§ **Selected excerpt**:
::::::
Non-profit swim and workout center opens in Arkville

The pool at CRC. (photo by Violet Snow)

The pool at CRC. (photos by Violet Snow)

The central Catskills have plenty of ponds, lakes, and rivers for summertime swimming. But for people who like to swim for exercise, not just to cool off, the options are limited during the colder months of the year. Swimmers can go to the YMCAs in Kingston and New Paltz or the athletic center at Bard College, but to the west, there have been no indoor public pools — until this June’s opening of the Catskill Recreation Center (CRC) in the Delaware County town of Arkville, 14 miles west of Phoenicia.

The CRC was built through a donation from Kingdon Gould, Jr., a member of the wealthy Gould family, who have maintained a country home in the region for generations. Established as a 501(c)(3) not-for-profit, the center is meant to be entirely self-supporting within three years and is not paid for by taxes but charges reasonable membership fees. The $5 million facility includes a 24,000-square-foot building that houses a six-lane swimming pool by United Pools, with handicapped access and an exercise room equipped with high-tech workout machines.
::::::
§ **Raw records**:
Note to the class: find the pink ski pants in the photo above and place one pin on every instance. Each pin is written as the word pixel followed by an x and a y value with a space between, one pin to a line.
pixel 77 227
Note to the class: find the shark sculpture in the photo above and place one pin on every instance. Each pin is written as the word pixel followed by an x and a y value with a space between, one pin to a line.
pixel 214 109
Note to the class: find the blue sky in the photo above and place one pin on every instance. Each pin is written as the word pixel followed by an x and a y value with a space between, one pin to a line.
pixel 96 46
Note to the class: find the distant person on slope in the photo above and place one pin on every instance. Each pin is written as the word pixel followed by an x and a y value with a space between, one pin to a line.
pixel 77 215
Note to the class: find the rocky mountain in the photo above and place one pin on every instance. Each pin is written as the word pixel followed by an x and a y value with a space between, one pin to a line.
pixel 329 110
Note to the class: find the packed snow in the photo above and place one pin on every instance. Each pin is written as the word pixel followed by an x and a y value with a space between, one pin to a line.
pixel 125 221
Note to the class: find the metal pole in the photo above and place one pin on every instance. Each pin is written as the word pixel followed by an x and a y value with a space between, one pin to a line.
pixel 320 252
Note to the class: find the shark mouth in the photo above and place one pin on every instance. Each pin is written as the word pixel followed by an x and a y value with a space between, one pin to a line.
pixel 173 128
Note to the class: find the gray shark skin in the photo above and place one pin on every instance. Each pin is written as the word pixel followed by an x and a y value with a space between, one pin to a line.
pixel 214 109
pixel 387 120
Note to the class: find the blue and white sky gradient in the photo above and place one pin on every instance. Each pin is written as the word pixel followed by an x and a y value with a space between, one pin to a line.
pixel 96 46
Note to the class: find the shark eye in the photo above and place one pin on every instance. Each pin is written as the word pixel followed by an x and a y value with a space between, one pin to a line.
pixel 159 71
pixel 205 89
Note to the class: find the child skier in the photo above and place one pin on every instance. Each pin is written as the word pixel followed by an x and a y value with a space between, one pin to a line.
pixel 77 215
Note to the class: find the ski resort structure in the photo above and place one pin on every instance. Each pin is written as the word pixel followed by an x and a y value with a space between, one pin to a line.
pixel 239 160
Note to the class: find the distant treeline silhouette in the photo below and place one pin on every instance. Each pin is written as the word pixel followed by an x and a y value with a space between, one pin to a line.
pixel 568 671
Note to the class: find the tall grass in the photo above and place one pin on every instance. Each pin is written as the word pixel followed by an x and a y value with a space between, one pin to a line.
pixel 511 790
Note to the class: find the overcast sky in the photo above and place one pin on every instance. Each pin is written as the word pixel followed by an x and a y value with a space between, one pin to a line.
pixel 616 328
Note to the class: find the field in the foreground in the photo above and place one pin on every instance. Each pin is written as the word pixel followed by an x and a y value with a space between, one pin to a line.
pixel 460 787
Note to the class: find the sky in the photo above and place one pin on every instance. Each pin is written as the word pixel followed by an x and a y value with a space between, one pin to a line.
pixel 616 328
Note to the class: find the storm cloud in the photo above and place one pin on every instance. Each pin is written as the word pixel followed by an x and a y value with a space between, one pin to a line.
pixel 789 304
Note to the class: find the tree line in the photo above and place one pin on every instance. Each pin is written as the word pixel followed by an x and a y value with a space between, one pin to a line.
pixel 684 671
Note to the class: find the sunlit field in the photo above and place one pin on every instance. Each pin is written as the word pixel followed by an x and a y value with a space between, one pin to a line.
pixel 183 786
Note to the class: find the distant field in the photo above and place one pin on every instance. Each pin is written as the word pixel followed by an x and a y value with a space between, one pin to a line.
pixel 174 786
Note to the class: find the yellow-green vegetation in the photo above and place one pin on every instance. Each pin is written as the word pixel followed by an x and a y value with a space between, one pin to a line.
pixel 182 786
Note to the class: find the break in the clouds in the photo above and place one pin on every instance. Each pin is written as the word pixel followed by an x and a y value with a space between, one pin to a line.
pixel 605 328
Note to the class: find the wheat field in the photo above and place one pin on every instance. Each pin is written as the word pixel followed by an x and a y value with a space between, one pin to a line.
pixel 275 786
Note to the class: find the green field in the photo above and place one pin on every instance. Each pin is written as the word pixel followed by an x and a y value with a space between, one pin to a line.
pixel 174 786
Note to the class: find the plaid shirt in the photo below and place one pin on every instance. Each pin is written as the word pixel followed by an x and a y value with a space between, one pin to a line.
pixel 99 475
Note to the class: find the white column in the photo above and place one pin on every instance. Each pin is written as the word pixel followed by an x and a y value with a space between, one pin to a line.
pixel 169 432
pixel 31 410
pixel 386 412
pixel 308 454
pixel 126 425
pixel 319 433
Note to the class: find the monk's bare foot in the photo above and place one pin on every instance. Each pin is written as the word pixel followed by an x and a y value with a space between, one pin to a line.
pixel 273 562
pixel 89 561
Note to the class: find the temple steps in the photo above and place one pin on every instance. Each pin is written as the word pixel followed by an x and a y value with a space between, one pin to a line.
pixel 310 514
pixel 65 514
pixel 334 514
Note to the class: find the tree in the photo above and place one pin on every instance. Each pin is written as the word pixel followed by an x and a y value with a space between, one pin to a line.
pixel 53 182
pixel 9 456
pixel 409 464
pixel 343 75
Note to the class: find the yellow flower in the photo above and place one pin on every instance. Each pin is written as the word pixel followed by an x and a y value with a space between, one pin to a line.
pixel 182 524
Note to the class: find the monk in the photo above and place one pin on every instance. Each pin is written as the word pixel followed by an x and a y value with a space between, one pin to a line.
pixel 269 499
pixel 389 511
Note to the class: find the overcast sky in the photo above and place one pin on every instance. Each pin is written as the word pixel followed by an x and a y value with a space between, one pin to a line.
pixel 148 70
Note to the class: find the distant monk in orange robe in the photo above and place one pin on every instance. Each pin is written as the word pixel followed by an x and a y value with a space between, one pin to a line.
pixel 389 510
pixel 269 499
::::::
§ **Task set**:
a – Repeat the recreation center article between "The pool at CRC. (photo by" and "west of Phoenicia.", inclusive.
b – Recast the paragraph of the recreation center article that begins "The CRC was built through a donation" as a short bulleted list that keeps its main facts.
c – For each statement, answer yes or no according to the recreation center article, and quote the words that decide it: (i) The center opened in June. (ii) Arkville lies 14 miles east of Phoenicia. (iii) The center is paid for by taxes.
Answer using only the article about the recreation center, not the data.

§ **Results of the tasks**:
a –
The pool at CRC. (photo by Violet Snow)

The pool at CRC. (photos by Violet Snow)

The central Catskills have plenty of ponds, lakes, and rivers for summertime swimming. But for people who like to swim for exercise, not just to cool off, the options are limited during the colder months of the year. Swimmers can go to the YMCAs in Kingston and New Paltz or the athletic center at Bard College, but to the west, there have been no indoor public pools — until this June’s opening of the Catskill Recreation Center (CRC) in the Delaware County town of Arkville, 14 miles west of Phoenicia.

b –
- Built with a donation from Kingdon Gould, Jr., a member of the wealthy Gould family, which has kept a country home in the region for generations
- Established as a 501(c)(3) not-for-profit
- Meant to be entirely self-supporting within three years
- Funded by reasonable membership fees, not by taxes
- A $5 million facility with a 24,000-square-foot building
- Houses a six-lane swimming pool by United Pools with handicapped access, plus an exercise room with high-tech workout machines

c –
(i) Yes: "until this June’s opening of the Catskill Recreation Center (CRC)"
(ii) No: "14 miles west of Phoenicia"
(iii) No: "is not paid for by taxes but charges reasonable membership fees"